**Stated problem**:
Copy the entries from the start through the line containing "196L129 173L142 196L172", both ends included, and switch "treeline" to "forest edge". Leave everything else as it is.

**Region segmentation data**:
START

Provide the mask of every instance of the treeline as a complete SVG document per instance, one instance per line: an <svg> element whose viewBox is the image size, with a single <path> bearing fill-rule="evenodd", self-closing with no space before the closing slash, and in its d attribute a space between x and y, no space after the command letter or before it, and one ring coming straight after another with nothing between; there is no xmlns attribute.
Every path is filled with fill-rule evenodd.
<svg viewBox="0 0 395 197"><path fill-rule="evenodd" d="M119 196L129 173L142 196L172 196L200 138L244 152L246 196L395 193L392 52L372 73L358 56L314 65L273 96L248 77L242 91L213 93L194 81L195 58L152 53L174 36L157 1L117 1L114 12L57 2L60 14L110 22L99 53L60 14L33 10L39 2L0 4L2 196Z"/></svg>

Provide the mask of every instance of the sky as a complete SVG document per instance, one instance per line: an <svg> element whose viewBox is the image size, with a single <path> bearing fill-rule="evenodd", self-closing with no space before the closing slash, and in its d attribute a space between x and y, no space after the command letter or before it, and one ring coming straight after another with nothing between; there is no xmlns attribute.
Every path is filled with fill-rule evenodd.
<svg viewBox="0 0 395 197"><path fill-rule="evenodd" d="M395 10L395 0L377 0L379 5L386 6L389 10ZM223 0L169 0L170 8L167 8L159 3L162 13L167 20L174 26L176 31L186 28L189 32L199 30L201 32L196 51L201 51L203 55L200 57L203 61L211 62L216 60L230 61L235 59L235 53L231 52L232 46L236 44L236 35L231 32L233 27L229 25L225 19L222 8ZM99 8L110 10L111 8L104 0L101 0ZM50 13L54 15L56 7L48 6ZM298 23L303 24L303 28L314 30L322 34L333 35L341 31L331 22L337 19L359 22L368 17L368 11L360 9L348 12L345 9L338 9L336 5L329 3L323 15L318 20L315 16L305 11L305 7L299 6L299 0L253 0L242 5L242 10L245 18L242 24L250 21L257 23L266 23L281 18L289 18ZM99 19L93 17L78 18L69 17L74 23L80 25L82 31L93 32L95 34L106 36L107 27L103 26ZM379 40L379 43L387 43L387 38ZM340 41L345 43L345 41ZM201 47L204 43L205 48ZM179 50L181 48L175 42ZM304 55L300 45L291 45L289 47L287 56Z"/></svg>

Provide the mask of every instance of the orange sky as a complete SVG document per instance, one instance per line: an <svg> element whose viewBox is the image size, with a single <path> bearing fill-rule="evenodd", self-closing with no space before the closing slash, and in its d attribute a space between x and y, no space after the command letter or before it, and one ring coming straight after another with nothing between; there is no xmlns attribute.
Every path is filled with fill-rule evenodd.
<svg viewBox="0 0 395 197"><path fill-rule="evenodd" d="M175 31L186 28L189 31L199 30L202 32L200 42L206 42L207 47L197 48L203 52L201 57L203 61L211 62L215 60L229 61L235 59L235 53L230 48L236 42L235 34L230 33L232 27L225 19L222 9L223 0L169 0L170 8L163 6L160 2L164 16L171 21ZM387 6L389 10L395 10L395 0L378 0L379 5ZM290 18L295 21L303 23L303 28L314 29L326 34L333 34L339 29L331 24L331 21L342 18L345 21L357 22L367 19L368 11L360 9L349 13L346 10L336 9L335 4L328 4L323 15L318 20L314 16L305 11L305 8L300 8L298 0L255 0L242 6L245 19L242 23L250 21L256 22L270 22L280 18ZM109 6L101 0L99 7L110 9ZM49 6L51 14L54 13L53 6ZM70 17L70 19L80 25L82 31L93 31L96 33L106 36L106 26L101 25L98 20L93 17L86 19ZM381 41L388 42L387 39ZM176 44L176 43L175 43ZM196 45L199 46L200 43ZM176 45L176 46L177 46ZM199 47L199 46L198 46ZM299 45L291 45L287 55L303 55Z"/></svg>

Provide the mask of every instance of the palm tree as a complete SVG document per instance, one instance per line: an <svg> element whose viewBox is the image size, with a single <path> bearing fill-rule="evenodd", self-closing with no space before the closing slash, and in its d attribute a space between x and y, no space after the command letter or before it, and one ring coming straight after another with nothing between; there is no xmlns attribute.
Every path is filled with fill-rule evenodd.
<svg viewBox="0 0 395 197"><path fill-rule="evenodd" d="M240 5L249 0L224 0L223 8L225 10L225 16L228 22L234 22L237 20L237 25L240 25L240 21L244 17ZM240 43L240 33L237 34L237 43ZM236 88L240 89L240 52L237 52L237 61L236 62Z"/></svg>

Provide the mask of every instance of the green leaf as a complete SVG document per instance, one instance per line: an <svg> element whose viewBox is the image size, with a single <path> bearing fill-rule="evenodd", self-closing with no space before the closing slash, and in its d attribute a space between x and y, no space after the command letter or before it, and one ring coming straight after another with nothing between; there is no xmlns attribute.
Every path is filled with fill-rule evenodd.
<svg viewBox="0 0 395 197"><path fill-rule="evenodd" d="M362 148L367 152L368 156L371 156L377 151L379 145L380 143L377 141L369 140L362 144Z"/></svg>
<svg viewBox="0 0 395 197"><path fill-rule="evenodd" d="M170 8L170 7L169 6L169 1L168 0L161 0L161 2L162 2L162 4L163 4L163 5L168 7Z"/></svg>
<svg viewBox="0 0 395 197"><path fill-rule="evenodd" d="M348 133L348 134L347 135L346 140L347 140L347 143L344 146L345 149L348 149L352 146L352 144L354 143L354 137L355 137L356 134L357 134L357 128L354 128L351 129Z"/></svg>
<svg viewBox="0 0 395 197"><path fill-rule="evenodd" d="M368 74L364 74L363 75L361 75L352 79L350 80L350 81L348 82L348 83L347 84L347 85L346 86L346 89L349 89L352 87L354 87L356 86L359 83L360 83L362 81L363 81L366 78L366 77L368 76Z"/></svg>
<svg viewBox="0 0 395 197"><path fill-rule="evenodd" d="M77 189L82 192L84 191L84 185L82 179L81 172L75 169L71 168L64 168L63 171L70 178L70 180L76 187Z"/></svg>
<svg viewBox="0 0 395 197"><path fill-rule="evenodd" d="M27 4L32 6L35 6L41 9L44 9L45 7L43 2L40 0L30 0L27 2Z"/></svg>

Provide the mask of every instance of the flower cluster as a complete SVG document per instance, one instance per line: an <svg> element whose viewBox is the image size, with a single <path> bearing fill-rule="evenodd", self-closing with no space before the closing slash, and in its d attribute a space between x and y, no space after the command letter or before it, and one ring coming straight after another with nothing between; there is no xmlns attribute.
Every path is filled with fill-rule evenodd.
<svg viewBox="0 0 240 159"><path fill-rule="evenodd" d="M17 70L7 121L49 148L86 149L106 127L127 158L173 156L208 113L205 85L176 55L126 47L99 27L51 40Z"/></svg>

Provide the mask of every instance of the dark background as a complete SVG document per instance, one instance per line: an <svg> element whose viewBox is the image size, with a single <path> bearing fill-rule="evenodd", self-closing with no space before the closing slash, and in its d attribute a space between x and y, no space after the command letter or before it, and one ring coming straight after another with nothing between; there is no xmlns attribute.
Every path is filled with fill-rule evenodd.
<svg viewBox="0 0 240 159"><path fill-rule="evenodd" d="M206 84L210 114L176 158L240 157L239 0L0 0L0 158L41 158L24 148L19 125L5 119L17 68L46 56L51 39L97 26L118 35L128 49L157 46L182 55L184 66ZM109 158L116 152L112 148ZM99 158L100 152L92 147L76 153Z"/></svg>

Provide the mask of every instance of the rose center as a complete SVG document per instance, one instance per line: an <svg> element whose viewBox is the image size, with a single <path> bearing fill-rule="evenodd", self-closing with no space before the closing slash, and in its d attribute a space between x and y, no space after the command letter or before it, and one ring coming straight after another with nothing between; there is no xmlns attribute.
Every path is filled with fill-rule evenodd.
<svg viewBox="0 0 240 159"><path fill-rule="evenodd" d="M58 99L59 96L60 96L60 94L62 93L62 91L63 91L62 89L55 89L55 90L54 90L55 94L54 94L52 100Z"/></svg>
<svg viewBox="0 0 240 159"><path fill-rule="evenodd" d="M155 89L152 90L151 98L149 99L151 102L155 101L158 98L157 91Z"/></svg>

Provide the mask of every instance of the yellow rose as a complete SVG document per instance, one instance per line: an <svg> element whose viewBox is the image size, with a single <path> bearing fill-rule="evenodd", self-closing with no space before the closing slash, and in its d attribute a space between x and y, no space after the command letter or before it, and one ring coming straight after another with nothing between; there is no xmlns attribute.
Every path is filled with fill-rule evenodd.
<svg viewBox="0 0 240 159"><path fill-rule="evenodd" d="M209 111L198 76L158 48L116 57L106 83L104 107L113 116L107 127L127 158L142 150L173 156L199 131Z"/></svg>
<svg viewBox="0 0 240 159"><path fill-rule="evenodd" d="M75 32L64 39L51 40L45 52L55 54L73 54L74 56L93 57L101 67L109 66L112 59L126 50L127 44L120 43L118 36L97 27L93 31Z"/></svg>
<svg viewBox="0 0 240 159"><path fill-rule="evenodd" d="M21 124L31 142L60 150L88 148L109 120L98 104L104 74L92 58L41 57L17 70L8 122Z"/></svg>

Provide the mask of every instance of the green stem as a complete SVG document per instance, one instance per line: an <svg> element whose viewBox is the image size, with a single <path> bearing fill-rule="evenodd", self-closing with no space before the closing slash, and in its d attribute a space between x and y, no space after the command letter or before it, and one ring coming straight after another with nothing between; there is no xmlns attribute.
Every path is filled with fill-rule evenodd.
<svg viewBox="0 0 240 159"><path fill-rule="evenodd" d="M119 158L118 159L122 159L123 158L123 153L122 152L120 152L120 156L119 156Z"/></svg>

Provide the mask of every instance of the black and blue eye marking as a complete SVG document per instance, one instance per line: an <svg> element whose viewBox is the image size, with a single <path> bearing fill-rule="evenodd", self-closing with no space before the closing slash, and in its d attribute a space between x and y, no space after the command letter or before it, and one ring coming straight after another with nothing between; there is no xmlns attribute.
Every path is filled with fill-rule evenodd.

END

**Written answer**:
Provide the mask of every instance of the forest edge as a complete SVG document per instance, one instance per line: an <svg> element whose viewBox is the image size, with a single <path> bearing fill-rule="evenodd", self-closing with no space before the closing slash, and in its d attribute a space between x and y, no space after the command letter or before it, and one ring coming straight after another with nothing between; there is no xmlns attribute.
Every path is filled with fill-rule evenodd.
<svg viewBox="0 0 395 197"><path fill-rule="evenodd" d="M119 196L129 173L142 196L172 196L200 138L244 152L246 196L395 193L392 52L372 73L358 56L314 65L273 96L248 77L242 91L213 93L194 81L195 58L152 53L174 36L157 1L117 1L114 12L57 2L60 14L110 22L99 53L60 14L33 10L39 2L0 4L2 196Z"/></svg>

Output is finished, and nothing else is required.